İslâm târihinde Hevazin ve Sakîf kabileleri ile 630 (H.8) senesinde yapılan savaş. Mekkeli müşriklerle yapılan Hudeybiye Antlaşmasından sonraİslâmiyet, Arabistan’ın her tarafına yayıldı. Putperestlerin merkezi Mekke Müslümanları tarafından fethedildi ve bütün putlar kırıldı. Mekke’nin fethinden sonra Kureyş kabilesinin çoğu Müslüman olunca bunlarla dost geçinen civar kabileler de İslâmiyete karşı yakın bir alâka duymaya başladılar. Ötedenberi Müslümanlara düşmanlığı ile tanınan Hevazin kabilesi İslâmiyetin zaferinden endişe etmeye başladı. Aynı hâlin kendi başlarına da geleceğini düşünerek Müslümanlarla savaş yapmaya karar verip Taif’te bulunan Sakîf Kabilesi ile birleştiler. Sa’doğulları Kabilesi ve diğer bâzı küçük kabileler de bunlara katıldılar. Böylece Müslümanlara karşı 20.000 kişilik bir ordu hazırlayıp, Mâlik bin Avf’ın emrine verdiler. Huneyn Vâdisinde toplandılar, ayrıca kadınlarını, çocuklarını, koyunlarını ve sığırlarını da savaş meydanına getirdiler.
Peygamber efendimiz bu birleşik düşman kuvvetlerinin hareketini haber alınca, bilgi almak üzere düşman topluluğunun arasına gizlice bir haberci gönderdi. Bu haberci kıyâfet değiştirerek birkaç gün düşman ordusu arasında kaldı. Durumlarını inceleyip döndü. Bu görevli sahâbi, gördüklerini olduğu gibi anlattı. Bundan sonra Peygamber efendimiz derhal hazırlığa başladı. Düşmana karşı 12.000 kişilik bir ordu hazırladı. Huneyn Vâdisinde düşmanla karşı karşıya geldiler.

* Verilen kayıtlar *

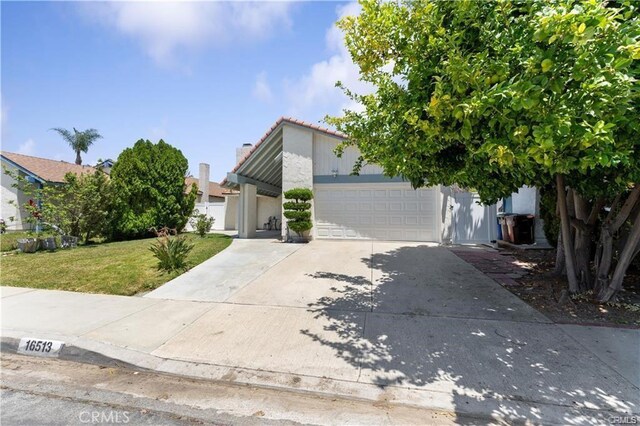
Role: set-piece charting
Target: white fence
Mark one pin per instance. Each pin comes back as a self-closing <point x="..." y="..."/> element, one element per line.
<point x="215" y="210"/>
* * *
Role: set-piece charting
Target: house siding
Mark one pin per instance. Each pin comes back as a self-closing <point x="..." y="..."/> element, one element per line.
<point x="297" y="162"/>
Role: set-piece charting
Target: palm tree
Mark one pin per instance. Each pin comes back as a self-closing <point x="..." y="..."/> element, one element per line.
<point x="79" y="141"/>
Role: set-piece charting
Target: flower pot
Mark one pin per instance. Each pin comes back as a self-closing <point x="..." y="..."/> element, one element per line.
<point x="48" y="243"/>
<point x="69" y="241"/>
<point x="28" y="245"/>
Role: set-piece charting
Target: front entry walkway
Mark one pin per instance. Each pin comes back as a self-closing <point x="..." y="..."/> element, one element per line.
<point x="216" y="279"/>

* Yapılacak işler *
**a.** Kayıtlarda "Target" dizesini içeren tüm satırları seçin.
**b.** Hevazin ve Sakîf kabileleriyle Huneyn Vâdisi'nde yapılan savaşı anlatan metni, gösterilen son cümleden sonra devam ettirin.

* Yanıtlar *
**a.**
Target: white fence
Target: house siding
Target: palm tree
Target: flower pot
Target: front entry walkway

**b.**
Savaş seher vaktinde başladı. İslâm ordusu sabahın karanlığında Huneyn’e inmiş, sâhanın ancak alçak kısımlarında yer tutabilmişti. Buna karşılık düşman kuvvetleri en müsait yerleri ele geçirmiş ve pusu kurmuştu. Peygamber efendimiz bütün tedbirleri alıp askerlere zırh giydirdi. Düşmanı gâfil avlamak için Huneyn vâdisine gizlice inildi. Hâlid bin Velid hazretlerinin öncü kuvvetleri ileri atıldı.
Vâdinin iki tarafında pusu kurmuş olan düşman kuvvetleri aniden ok atmaya başladılar. Askerî manevraya elverişli olmayan bu dar vâdide ok yağmuruna tutulan mücâhidler bir müddet için geri çekildiler. Bu arada İslâm ordusuna gönüllü olarak katılan bir miktar Mekkeli, ordudan ayrıldı. Düşman kuvvetleri Müslümanları tâkip etmek üzere tepelerden aşağı hücum etti. Peygamber efendimiz ise etrafında bulunan Eshâb-ı kirâm ile birlikte düşmana karşı ilerliyordu. Yanında bulunan amcası hazret-i Abbâs’a dağılan ordunun toplanması için onları çağırmasını söyledi. Hazret-i Abbâs gür sesiyle “Ey Medîneliler! Ey Semûre ağacının altında Resûlullah’a söz veren Eshâb! Dağılmayınız! Buraya toplanınız!” diye bağırarak orduyu toplanmaya çağırdı.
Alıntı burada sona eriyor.